- _Vorliegender Auszug_
◇ ◇ ◇ ◇ ◇ ◇ ◇
# Daisy Lowe: Von ihren "Playboy"-Fotos schockiert



## beachkini (3 Aug. 2012)

​
*Daisy Lowe war gelinde gesagt überrascht, als sie ihre Nacktfotos für den "Playboy" zum ersten Mal sah.*

Die Tochter von Bush-Sänger Gavin Rossdale hatte im letzten Jahr für eine Fotostrecke des Männermagazins die Hüllen fallen lassen und es mit diesen Bildern sogar auf das Cover des Magazins geschafft. Rückblickend gesteht sie jetzt in einem Interview mit dem britischen "Style"-Magazin, dass sie ziemlich geschockt gewesen sei, als sie die Bilder zum ersten Mal sah. Zum Glück hatten ihr die Redakteure vorab eine Email geschickt, bevor das Heft in den Verkauf ging. "_Als ich die Email mit den Bildern bekam, war ich von dem letzten Foto ziemlich geschockt und dachte: 'müssen sie wirklich so viel zeigen_'", erinnert sie sich. Ihre Mutter Pearl Lowe wollte die Bilder, auf denen das junge Model lediglich mit einer knappen Hotpant und einem BH bekleidet war, sogar überhaupt nicht ansehen. Ihr Großmutter zeigte sich gegenüber den Erotik-Bildern allerdings wesentlich aufgeschlossener, wie die 23-jährige erzählt: "_Ach Schätzchen, wenn du etwas hast, zeig es auch ruhig her, denn wenn du erst 60 bist, wirst du dich darüber freuen!", zitiert sie die alte Dame._"

Mehr Scans von der Ausgabe gibts hoffentlich bald hier:
http://www.celebboard.net/internati...isy-lowe-instyle-uk-september-2012-x1-mq.html


----------



## Q (3 Aug. 2012)

> _'müssen sie wirklich so viel zeigen_'


  ja was dachte sie denn bloß  

Oder hat sie sich geärgert, das die Unterwäsche zu sehen war? Dann hätte sie die ausziehen können 


btw die Oma ist cool :thumbup:


----------
◇ ◇ ◇ ◇ ◇ ◇ ◇
- _Bereitgestellte Daten_

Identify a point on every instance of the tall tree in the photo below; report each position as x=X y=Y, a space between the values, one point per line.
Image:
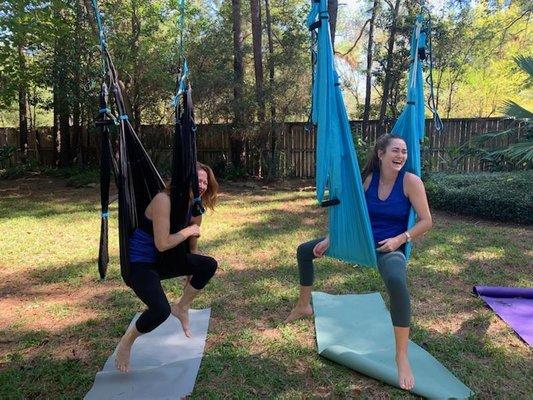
◇ ◇ ◇ ◇ ◇ ◇ ◇
- _Deine Aufgaben_
• a. Beantworte diese Fragen zum Auszug:
(i) Welchem Magazin gab Daisy Lowe das Interview?
(ii) Wie heißt ihre Mutter?
(iii) Wie urteilt Q über die Oma?
• b. Schreib den Teil des Auszugs beginnend mit „Mehr Scans von“ und weiter bis „Q (3 Aug. 2012)“ noch einmal ab und tausche dabei „Scans“ gegen „Fotos“ aus.
Die Daten stehen für sich und gehören nicht zum Auszug.

- _Lösungen nach Aufgabe_
• a.
(i) Dem britischen "Style"-Magazin.
(ii) Pearl Lowe.
(iii) Die Oma ist cool.

• b.
Mehr Fotos von der Ausgabe gibts hoffentlich bald hier:
http://www.celebboard.net/internati...isy-lowe-instyle-uk-september-2012-x1-mq.html


----------



## Q (3 Aug. 2012)